Provided text start
Going Potty With a Bear

It was our last day at Corbin Cabin in Shenandoah National Park.  George Corbin built the cabin around 1910.  His family was one of the residents kicked out of his home after Shenandoah became a National Park.  In the 1950s, the Potomac Appalachian Trail Club (PATC), renovated it and now, maintains and rents the cabin.  We already planned a trip in the backcountry and I thought a night in the cabin is a nice break from tent camping.

It has an outhouse/privy about 40-50 yards from the cabin.  Before heading out on the trail, the girls and I went for our last bathroom trip before having to pee in the woods.  I pressed against the door so I could get the master lock off the latch.  The whole time I'm breathing through my mouth to protect my nose from the putrid smells.

Me: Who wants to go first?

My girls were quiet.  The privy reeked.

Me: Fine, I'll go.  Face the other way.

We like to keep the door open while going, in hopes of airing it out.  As I turn and unbutton, my daughter says very calmly:  Mom, there's a bear.

Me:  What? A bear?
Provided text end
**Set problem 1:** In the Corbin Cabin story, who built the cabin, and around what year?
**Set problem 2:** Resume the Corbin Cabin story after its last line.
These records come from a source unrelated to the text.
Given entries start
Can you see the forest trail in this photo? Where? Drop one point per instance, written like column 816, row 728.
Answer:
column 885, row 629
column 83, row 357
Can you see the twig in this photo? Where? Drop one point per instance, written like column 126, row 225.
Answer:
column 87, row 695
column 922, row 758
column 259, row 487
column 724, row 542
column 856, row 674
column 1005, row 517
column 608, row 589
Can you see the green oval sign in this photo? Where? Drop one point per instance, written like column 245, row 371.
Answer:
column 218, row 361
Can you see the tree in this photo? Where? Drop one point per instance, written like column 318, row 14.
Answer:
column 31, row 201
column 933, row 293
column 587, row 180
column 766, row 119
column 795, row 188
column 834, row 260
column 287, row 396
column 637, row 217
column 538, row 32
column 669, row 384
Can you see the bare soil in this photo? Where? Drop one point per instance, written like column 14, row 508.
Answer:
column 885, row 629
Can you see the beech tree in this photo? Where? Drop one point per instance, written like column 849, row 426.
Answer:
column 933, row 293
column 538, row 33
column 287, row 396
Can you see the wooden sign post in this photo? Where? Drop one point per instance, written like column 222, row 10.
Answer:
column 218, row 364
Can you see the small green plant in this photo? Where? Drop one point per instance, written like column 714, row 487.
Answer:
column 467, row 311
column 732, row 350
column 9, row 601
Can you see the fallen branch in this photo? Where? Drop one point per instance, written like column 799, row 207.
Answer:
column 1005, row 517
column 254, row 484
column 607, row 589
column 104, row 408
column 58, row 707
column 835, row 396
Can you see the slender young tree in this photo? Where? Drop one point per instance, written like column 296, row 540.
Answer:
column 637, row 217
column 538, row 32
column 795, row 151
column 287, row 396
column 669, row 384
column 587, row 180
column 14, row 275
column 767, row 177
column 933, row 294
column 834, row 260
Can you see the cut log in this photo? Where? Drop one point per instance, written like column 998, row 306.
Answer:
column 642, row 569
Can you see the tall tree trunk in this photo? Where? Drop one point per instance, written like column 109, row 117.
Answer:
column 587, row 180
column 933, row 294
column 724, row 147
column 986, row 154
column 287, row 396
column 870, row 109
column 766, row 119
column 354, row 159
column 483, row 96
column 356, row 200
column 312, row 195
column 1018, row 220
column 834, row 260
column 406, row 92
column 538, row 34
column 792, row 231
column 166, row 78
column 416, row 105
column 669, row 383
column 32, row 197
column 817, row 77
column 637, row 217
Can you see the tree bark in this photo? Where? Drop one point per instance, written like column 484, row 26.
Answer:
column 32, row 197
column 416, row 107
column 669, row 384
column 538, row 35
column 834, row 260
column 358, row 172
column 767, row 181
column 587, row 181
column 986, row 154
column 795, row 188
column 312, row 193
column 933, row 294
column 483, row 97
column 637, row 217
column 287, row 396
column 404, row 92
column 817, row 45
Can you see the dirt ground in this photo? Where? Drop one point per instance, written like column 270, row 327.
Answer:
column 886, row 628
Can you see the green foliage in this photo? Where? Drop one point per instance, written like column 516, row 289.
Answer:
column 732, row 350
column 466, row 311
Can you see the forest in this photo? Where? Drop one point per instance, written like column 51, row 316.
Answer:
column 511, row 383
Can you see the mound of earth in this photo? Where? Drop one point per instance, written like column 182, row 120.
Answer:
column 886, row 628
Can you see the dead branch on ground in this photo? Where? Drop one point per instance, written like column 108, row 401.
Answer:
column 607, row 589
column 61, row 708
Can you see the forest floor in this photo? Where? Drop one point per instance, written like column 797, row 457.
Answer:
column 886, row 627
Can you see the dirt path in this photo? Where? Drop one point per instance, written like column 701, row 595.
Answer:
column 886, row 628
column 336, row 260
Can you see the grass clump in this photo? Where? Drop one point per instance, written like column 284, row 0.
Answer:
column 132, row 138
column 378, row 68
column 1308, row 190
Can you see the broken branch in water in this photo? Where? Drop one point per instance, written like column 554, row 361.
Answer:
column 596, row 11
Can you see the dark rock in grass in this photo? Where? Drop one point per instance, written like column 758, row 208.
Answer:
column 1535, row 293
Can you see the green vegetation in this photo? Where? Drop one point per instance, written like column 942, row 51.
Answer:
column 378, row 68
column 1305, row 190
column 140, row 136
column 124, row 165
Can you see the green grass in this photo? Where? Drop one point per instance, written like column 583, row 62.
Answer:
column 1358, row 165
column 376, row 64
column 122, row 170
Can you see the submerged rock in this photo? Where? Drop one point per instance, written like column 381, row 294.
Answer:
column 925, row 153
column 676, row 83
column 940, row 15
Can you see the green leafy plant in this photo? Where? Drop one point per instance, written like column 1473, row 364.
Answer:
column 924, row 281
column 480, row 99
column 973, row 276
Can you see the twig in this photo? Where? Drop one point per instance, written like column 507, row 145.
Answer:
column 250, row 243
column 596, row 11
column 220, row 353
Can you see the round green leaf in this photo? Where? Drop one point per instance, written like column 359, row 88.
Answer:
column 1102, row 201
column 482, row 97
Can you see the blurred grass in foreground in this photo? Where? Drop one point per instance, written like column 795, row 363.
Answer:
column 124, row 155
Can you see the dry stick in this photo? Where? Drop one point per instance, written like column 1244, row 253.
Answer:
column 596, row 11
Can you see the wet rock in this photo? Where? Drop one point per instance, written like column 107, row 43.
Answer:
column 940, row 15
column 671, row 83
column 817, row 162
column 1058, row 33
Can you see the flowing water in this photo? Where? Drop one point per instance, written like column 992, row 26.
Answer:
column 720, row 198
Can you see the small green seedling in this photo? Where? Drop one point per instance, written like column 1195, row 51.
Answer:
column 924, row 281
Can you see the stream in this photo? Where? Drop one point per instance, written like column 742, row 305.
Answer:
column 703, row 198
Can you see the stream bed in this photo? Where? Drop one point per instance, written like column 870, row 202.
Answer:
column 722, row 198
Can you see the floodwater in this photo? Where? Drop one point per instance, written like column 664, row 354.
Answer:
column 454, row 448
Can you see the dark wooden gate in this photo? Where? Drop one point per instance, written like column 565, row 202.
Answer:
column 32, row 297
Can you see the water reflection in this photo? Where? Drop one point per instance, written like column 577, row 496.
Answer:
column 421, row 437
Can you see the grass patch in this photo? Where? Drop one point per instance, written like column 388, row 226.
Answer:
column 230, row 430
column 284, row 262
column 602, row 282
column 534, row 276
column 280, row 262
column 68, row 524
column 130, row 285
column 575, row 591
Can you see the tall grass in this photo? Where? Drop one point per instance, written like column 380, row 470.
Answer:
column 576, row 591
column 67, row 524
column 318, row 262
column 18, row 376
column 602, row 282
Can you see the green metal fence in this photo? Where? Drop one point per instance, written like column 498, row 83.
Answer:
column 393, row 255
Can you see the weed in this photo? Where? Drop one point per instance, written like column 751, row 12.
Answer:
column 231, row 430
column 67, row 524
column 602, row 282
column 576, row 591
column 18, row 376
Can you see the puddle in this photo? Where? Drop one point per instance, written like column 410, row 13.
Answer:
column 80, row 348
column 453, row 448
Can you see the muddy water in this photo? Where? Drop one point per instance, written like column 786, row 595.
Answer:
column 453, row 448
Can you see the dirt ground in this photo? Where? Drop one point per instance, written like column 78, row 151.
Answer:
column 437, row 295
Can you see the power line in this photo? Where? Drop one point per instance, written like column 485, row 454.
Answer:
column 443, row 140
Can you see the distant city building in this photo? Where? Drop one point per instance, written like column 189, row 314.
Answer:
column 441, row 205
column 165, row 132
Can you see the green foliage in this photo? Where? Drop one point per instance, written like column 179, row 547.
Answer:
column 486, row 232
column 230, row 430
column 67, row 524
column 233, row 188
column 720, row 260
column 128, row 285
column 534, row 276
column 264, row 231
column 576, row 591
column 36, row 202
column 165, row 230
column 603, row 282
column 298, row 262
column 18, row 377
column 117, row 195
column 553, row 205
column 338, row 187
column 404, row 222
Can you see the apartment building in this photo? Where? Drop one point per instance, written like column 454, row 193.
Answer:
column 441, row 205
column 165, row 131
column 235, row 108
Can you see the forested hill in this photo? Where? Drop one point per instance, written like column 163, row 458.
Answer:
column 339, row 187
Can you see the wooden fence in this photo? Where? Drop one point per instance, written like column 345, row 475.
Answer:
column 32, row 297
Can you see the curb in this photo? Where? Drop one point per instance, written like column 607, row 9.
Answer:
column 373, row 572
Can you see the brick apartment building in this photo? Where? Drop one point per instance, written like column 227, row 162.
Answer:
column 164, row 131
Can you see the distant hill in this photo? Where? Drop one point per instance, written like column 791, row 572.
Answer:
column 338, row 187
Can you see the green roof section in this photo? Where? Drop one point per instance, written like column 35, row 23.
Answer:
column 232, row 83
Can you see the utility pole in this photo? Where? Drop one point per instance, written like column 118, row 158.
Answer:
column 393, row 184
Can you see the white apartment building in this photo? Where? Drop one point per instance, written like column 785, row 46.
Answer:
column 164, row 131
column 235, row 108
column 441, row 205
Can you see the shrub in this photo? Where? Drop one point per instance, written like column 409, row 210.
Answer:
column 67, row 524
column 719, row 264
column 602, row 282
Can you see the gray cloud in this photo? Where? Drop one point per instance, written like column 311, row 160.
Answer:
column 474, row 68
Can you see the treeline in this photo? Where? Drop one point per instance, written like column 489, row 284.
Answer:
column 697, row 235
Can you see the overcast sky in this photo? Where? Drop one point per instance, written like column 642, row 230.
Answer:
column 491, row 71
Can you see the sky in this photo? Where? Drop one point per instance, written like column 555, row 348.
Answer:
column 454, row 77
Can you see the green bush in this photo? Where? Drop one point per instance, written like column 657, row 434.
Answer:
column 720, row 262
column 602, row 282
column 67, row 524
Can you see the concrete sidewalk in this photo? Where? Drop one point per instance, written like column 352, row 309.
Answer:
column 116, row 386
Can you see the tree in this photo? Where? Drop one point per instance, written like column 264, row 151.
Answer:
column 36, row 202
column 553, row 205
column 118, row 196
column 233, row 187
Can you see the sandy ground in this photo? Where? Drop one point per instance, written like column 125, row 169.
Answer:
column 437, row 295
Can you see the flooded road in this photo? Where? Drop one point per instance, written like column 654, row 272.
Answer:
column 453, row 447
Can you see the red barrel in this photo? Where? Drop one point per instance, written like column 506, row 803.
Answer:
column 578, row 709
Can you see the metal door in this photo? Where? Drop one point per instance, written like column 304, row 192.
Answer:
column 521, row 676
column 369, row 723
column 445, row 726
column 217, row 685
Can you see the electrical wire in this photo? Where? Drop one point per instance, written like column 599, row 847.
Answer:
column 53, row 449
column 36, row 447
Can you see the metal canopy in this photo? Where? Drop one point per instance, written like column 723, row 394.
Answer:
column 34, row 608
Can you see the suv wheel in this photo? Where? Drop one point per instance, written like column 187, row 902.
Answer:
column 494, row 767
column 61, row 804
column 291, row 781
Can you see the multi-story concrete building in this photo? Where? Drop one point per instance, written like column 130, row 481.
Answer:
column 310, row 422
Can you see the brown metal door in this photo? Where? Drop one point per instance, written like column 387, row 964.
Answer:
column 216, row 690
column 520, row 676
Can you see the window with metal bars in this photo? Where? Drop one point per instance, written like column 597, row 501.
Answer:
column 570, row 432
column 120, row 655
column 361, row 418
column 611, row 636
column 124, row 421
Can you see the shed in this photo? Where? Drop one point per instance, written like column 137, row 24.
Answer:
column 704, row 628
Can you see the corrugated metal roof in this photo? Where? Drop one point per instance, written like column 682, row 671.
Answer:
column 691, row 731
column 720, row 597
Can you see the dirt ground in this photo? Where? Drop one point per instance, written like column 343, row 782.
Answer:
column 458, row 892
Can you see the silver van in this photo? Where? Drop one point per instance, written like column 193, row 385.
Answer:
Given entries end
**Written response 1:** George Corbin built it around 1910.

**Written response 2:**
She nods.  I'm excited because I only ever seen glimpses of black bears in the wild.  I button up walk out and not 10 feet, there was a bear, staring at us.  I gasp. I didn't expect it so close.  The bear huffs at us.  My youngest turns to run.  I yell, "DON'T RUN"   in the 'what the hell do you think you're doing' mom voice.  My eldest calmly grabs her by the elbow and my youngest stops. 
Bear checking us out during his breakfast.

Me: OK, we'll slowly walk away.  Just walk away.

We start moving.  I'm too afraid of walking backwards.  Because I'm afraid of tripping.  I start rushing through my head, everything else I learned about bears. 

Me: We need to make noise.

Youngest:  What if we sing.  She starts singing Twinkle, Twinkle Little Star.

I start singing with her as we walk back to the cabin.  We see the cabin.  My husband is staring at us.  (Later he said,  I thought something was weird when all three of you came back marching to Twinkle, Twinkle Little Star.)  We told him what happened.  I opened up my hand and showed him the Master Lock. 

Cool, he says.

He cautiously walks to the privy with the camera and lock.  When he came back he said, I don't know what you said but he was up in the treeThen he came down and went on his way.  I'm convinced it was the mom voice.  It's very powerful. 

My only tip for this week:  Take a bear lecture with the local ranger if you are hiking in the wilderness.  And don't be afraid to ask questions.

Comments

  1. Great post, Joanne! You've raised some smart kids. The power of your mom's voice is exceeded only by their cool-headedness in the face of a bear standing ten feet away (that is too damned close for me).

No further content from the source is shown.